↓

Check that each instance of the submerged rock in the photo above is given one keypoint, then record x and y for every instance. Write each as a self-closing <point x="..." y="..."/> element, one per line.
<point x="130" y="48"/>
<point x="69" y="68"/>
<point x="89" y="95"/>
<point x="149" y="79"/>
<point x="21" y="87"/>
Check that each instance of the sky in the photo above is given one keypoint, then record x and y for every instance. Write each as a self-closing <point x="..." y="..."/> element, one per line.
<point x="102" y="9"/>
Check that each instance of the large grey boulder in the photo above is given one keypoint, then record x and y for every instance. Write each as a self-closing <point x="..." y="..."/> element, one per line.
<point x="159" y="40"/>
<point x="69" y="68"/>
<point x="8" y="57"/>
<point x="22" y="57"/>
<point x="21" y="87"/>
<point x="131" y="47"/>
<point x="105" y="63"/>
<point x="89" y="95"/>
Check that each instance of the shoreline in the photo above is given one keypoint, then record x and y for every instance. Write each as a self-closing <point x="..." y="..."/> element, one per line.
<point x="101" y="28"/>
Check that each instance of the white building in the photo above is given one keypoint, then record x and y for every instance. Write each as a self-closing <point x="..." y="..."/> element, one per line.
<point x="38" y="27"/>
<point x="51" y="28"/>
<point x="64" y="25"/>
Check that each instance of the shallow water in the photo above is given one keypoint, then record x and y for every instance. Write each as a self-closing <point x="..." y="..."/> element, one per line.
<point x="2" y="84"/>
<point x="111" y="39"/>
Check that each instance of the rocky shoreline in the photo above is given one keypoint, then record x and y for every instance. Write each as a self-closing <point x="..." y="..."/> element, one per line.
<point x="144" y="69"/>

↑

▶ [WHAT THE TASK ASKS] No line before the one containing "Check that each instance of the white" should be copied; restate that line and all the rest through the end of the data above word for word.

▶ [ANSWER]
Check that each instance of the white building in the photo above is given one keypoint, then record x and y for every instance. Write each as a self-closing <point x="..." y="..."/> element, one per line.
<point x="38" y="27"/>
<point x="51" y="28"/>
<point x="64" y="25"/>
Check that each instance of the shallow water in the photo above is given one keypoint, then record x and y for every instance. Write each as a self-closing <point x="..." y="..."/> element, one per line.
<point x="2" y="84"/>
<point x="111" y="39"/>
Check that each instance of the rocky shoreline in the photo above is given one keypoint, then record x and y for every instance. Write each as a self-closing <point x="..." y="..."/> element, one per line.
<point x="144" y="69"/>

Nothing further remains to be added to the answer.